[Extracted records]
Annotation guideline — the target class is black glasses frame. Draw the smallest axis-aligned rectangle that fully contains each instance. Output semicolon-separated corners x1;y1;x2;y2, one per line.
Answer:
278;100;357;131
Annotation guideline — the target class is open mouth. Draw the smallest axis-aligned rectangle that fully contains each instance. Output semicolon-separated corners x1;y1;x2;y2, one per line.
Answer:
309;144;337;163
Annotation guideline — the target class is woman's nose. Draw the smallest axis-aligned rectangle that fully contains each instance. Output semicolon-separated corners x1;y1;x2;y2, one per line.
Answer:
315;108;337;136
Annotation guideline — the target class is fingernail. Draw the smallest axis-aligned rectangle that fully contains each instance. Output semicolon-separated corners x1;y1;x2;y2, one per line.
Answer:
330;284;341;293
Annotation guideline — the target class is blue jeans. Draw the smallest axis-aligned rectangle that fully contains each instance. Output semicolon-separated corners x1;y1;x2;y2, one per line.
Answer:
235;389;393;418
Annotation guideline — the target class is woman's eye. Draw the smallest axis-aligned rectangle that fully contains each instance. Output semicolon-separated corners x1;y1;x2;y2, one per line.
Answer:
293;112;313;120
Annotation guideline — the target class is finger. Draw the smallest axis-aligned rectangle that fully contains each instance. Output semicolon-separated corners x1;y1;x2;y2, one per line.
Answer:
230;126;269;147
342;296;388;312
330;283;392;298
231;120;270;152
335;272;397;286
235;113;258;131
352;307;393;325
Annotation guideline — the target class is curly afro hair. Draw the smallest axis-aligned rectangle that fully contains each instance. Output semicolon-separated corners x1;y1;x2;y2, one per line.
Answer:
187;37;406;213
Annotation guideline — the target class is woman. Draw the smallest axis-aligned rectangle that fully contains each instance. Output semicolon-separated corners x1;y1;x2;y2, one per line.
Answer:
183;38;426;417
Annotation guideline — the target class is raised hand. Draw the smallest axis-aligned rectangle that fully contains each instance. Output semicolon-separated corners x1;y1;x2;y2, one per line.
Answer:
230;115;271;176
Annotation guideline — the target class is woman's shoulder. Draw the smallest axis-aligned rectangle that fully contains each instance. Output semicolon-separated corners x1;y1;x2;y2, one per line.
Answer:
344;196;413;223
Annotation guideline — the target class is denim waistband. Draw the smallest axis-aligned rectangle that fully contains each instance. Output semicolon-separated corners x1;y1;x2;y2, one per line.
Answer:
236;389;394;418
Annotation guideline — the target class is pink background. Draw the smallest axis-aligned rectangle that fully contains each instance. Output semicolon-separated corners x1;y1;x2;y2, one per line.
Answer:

■ WHAT THIS TASK INVOLVES:
Rewrite all of the material above with every occurrence of "axis-aligned rectangle" changed to "axis-aligned box" and no other alterations.

■ ANSWER TO THE PROBLEM:
Annotation guideline — the target class is black glasses frame. Draw the smallest axis-aligned box that fully contains each instance. Output semicolon-separated corners x1;y1;x2;y2, one per line.
Answer:
278;100;357;131
Annotation guideline — the target class is open mouth. Draw the smallest axis-aligned box that fully contains each instance. Output semicolon-separated corners x1;y1;x2;y2, one per line.
Answer:
309;144;337;163
Annotation guideline — the target class is woman's nose. Draw the smallest axis-aligned box that fully contains each instance. Output semicolon-separated corners x1;y1;x2;y2, one per line.
Answer:
315;108;337;136
Annotation guideline — the target class is fingernail. Draw the smallest axis-aligned box that fully contains each instance. Output semicolon-separated corners x1;y1;x2;y2, one per line.
Answer:
330;284;341;293
Annotation guideline — the target class is blue jeans. Draw the smallest axis-aligned box that fully contains each instance. Output semicolon-separated corners x1;y1;x2;y2, one per line.
Answer:
235;389;393;418
Annotation guideline — the target class is woman's eye. Draw the smallest axis-aligned box that fully contains each instance. Output semicolon-separated corners x1;y1;x2;y2, one per line.
Answer:
293;112;313;120
Annotation guideline — the target class is finger. Draw the smallest axis-aligned box that fully contains each instance. Output semicolon-separated corners x1;y1;x2;y2, one per line.
Answer:
230;126;269;147
342;296;388;312
330;283;392;298
231;120;270;152
335;272;397;286
235;113;258;131
352;307;393;325
Annotation guideline — the target class is curly afro hair. Draw the smallest axis-aligned box that fully contains each instance. Output semicolon-separated corners x1;y1;x2;y2, one per line.
Answer:
187;37;406;213
Annotation guideline — the target class is woman. Draw the smallest axis-aligned box that fully contains each instance. Output semicolon-separated corners x1;y1;x2;y2, one per line.
Answer:
183;38;426;417
Annotation guideline — the target class is raised hand. Draw the smallest axis-aligned box that fully contains each instance. Output semicolon-separated corners x1;y1;x2;y2, one per line.
Answer:
230;115;271;176
Annotation guideline — the target class is woman's shoulder. Draw the smallest axis-aligned box that fully contains each instance. Output semicolon-separated corners x1;y1;x2;y2, one per line.
Answer:
344;196;413;223
Annotation guideline — the target class is denim waistband. Draw the smallest axis-aligned box that fully contains each instance. Output semicolon-separated corners x1;y1;x2;y2, one per line.
Answer:
236;389;394;418
Annotation guideline — the target class is pink background. Draw the smallest axis-aligned box that fully contains each instance. Output semicolon-separated corners x1;y1;x2;y2, one per line.
Answer:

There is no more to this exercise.